__Exercise brief__. Please give back the listing exactly as it reads.

__Information given__.
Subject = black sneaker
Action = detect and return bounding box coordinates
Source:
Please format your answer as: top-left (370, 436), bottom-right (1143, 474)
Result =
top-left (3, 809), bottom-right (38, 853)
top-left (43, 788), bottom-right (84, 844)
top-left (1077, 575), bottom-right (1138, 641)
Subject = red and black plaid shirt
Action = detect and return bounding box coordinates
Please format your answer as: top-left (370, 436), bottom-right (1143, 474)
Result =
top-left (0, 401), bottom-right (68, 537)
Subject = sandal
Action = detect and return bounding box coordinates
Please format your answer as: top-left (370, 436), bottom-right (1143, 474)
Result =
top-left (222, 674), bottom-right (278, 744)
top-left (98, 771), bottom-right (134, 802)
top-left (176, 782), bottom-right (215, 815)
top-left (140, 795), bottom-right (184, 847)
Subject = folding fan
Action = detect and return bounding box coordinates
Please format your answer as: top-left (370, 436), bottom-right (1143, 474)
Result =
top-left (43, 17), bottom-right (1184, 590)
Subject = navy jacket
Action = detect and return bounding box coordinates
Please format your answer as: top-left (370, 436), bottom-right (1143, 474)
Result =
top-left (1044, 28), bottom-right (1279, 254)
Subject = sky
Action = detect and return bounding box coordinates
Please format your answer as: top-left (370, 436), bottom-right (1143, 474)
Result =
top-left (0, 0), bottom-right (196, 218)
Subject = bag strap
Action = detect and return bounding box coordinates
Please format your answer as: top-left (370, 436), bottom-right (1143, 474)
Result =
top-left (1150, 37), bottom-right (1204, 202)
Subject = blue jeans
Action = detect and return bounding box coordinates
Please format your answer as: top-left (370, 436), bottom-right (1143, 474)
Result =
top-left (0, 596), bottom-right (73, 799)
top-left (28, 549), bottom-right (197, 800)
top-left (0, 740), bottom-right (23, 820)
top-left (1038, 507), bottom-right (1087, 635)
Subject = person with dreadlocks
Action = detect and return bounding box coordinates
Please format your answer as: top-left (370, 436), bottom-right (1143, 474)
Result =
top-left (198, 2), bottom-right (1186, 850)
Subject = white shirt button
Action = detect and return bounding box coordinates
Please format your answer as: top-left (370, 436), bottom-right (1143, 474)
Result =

__Written solution__.
Subject = black sneaker
Action = detect and return bounding box coordinates
Source:
Please format your answer as: top-left (370, 436), bottom-right (1143, 474)
Result =
top-left (3, 809), bottom-right (38, 853)
top-left (43, 788), bottom-right (84, 844)
top-left (1077, 575), bottom-right (1138, 641)
Subject = red and black plaid shirt
Action = detect and return bounding box coordinates
Please format your answer as: top-left (370, 436), bottom-right (1143, 474)
Result =
top-left (0, 401), bottom-right (68, 537)
Subject = sandal
Action = detect and return bounding box coordinates
Please format your answer as: top-left (370, 436), bottom-right (1143, 474)
Result =
top-left (222, 674), bottom-right (278, 744)
top-left (98, 771), bottom-right (134, 802)
top-left (176, 782), bottom-right (215, 815)
top-left (140, 795), bottom-right (184, 847)
Subject = folding fan
Action = detect and return bounding box coordinates
Please format your answer as: top-left (370, 436), bottom-right (1143, 474)
Result =
top-left (43, 17), bottom-right (1184, 590)
Subject = navy jacket
Action = detect and return bounding box coordinates
Please format your answer as: top-left (370, 436), bottom-right (1143, 474)
Result =
top-left (1044, 28), bottom-right (1279, 254)
Subject = sky
Action = detect and return bounding box coordinates
Please format your answer as: top-left (370, 436), bottom-right (1143, 474)
Result =
top-left (0, 0), bottom-right (196, 218)
Subject = bag strap
Action = detect and return bounding box coordinates
Please format your answer as: top-left (370, 436), bottom-right (1143, 474)
Result =
top-left (1150, 37), bottom-right (1204, 202)
Subject = blue jeans
Action = detect and return bounding box coordinates
Please format your answer as: top-left (370, 436), bottom-right (1143, 474)
Result =
top-left (0, 596), bottom-right (73, 799)
top-left (28, 549), bottom-right (197, 800)
top-left (0, 740), bottom-right (23, 820)
top-left (1038, 507), bottom-right (1087, 635)
Subject = person with dreadlocks
Action = detect and return bounding box coordinates
Please format your answer as: top-left (370, 436), bottom-right (1143, 474)
Result =
top-left (198, 2), bottom-right (1186, 850)
Subject = white shirt button
Action = detect and return bounding box coordinates
Please format your answer as: top-left (370, 436), bottom-right (1143, 474)
Result =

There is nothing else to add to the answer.